Recorded data
^^^^
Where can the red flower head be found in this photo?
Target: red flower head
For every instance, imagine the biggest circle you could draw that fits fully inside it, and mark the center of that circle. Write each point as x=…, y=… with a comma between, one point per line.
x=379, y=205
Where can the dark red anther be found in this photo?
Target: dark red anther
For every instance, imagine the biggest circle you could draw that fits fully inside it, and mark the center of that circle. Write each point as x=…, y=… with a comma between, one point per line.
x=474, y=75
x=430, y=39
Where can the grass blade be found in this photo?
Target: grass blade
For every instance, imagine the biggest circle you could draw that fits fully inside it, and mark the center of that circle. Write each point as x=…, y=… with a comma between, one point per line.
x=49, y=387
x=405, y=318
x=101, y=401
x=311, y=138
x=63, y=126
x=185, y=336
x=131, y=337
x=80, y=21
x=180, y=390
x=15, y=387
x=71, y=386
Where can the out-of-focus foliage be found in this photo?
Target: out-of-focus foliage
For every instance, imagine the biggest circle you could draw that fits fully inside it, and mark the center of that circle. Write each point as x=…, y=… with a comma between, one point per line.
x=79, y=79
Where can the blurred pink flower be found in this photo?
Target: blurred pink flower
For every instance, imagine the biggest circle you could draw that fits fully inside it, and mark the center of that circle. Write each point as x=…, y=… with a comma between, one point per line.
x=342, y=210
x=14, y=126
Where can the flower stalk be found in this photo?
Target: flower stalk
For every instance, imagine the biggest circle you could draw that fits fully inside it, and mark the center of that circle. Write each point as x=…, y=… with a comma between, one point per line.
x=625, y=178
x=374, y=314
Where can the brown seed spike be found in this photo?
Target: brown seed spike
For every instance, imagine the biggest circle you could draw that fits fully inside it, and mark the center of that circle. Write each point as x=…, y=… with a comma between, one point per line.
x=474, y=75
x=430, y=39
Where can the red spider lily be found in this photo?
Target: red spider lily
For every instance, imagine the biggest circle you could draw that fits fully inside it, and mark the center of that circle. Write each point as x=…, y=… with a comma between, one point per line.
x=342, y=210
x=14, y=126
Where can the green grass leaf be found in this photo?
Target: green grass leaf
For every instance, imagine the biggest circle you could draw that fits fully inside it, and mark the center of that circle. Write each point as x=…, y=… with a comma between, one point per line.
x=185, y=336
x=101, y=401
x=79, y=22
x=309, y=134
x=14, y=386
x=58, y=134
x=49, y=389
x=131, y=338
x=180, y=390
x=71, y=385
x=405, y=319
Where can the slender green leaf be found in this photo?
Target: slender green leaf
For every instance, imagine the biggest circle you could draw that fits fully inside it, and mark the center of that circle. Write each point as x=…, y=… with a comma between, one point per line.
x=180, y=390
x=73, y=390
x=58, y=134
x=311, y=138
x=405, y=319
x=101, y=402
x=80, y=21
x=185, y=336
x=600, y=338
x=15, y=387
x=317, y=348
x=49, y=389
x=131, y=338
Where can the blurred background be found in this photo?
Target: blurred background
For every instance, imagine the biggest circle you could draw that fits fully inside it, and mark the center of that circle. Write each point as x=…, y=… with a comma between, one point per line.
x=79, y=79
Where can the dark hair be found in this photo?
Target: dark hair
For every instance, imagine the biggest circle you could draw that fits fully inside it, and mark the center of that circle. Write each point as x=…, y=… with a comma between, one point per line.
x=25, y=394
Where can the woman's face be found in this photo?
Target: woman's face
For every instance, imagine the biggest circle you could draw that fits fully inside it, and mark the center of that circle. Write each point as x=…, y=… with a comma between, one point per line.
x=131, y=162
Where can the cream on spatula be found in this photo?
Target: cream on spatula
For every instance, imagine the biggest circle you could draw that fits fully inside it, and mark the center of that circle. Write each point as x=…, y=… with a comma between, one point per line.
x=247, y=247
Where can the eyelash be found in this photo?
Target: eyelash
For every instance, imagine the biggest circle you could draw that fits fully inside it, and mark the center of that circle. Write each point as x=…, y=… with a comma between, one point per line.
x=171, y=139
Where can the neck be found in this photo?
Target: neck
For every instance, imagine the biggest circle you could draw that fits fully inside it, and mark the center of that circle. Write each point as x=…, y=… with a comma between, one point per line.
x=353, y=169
^^^^
▶ [WHAT IS BEING ASKED] Print out the data exactly once more.

▶ [ANSWER TO THIS TASK]
Where can the red flower head be found in this photo?
Target: red flower head
For every instance, imagine the biggest circle you could draw that fits fully inside it, and mark the center of that circle. Write each point as x=…, y=… with a comma between, one point per line.
x=379, y=205
Where can the dark red anther be found in this photo?
Target: dark red anther
For every instance, imagine the biggest circle you could draw that fits fully inside it, and mark the center of that circle. Write each point as x=…, y=… with a comma between, one point per line.
x=474, y=75
x=430, y=39
Where can the grass blade be found in this photo?
Target: grass blade
For every instance, imagine the biggest circle you could draw that fits fully inside it, and mark the center of that circle. Write each point as x=…, y=… with a comma between, one point per line.
x=49, y=387
x=405, y=318
x=101, y=401
x=311, y=138
x=63, y=126
x=185, y=336
x=131, y=337
x=80, y=21
x=180, y=390
x=15, y=387
x=71, y=386
Where can the out-of-focus foliage be found in this photo?
Target: out-of-focus foliage
For every instance, imagine the biggest circle you could draw that fits fully inside it, and mark the center of that circle. Write each point as x=…, y=… with a comma between, one point per line.
x=79, y=79
Where can the blurred pink flower be found in this photo?
Target: blurred pink flower
For every instance, imagine the biggest circle you could draw that fits fully inside it, and mark the center of that circle. Write each point as x=…, y=… with a comma between, one point per line.
x=342, y=210
x=14, y=126
Where can the flower stalk be found in this photo?
Target: flower stalk
For every instance, imagine the biggest circle you could draw that fits fully inside it, and mark the center of that circle. Write each point as x=…, y=… with a comma between, one point per line.
x=625, y=178
x=374, y=314
Where can the brown seed spike be found in this photo?
Target: brown seed spike
For every instance, imagine the biggest circle you could draw that fits fully inside it, and mark the center of that circle. Write each point as x=…, y=… with a comma between, one point per line.
x=474, y=75
x=430, y=39
Where can the red spider lily be found in this photo?
Target: red spider lily
For every instance, imagine the biggest circle you could draw that fits fully inside it, and mark the center of that circle. Write each point as x=…, y=… with a comma between, one point per line.
x=342, y=210
x=14, y=126
Where can the green grass leaf be found in this photo?
Target: green grass leaf
For every instance, imagine the biggest circle you could draw that fits fully inside it, and mark the center of that circle. Write each point as x=…, y=… with a comma between, one point per line.
x=185, y=336
x=101, y=401
x=79, y=22
x=309, y=134
x=14, y=386
x=58, y=134
x=49, y=389
x=131, y=338
x=180, y=390
x=71, y=385
x=405, y=319
Where can the slender green leaf be found in this photo?
Target: slender green leaf
For every instance, imagine the biggest circle you could draw that fits fully inside it, and mark the center of that circle. Write each point as x=…, y=… with a comma between, one point per line.
x=180, y=390
x=73, y=390
x=58, y=134
x=311, y=138
x=405, y=319
x=101, y=402
x=80, y=21
x=185, y=336
x=600, y=338
x=15, y=387
x=317, y=348
x=49, y=389
x=131, y=338
Where can the blurred background be found in this photo?
Target: blurred background
For every instance, imagine the biggest circle you could draw that fits fully inside it, and mark the center of that circle. Write each point as x=…, y=… with a comma between, one point per line.
x=79, y=79
Where can the dark hair be found in this photo?
Target: dark hair
For every instance, imagine the biggest circle you could draw that fits fully inside it, and mark the center of that circle. Write each point as x=…, y=… with a comma between, one point per line.
x=25, y=394
Where can the woman's face be found in this photo?
Target: woman's face
For every instance, imagine the biggest circle you could draw that fits fully inside it, and mark the center of that circle. Write each point as x=…, y=… with a comma between, one point per line.
x=131, y=162
Where can the cream on spatula be found in this photo?
Target: cream on spatula
For every instance, imagine the biggest circle you could draw that fits fully inside it, and mark the center of that circle. Write each point as x=…, y=… with a comma between, one point per line.
x=247, y=247
Where can the eyelash be found in this photo?
Target: eyelash
For every instance, imagine the biggest circle you could draw that fits fully inside it, and mark the center of that circle. Write each point as x=…, y=… with a comma between, one point per line.
x=171, y=139
Where can the neck be found in this photo?
Target: neck
For every instance, imagine the biggest circle you could draw that fits fully inside it, and mark the center of that circle. Write each point as x=…, y=… with a comma between, one point per line.
x=353, y=169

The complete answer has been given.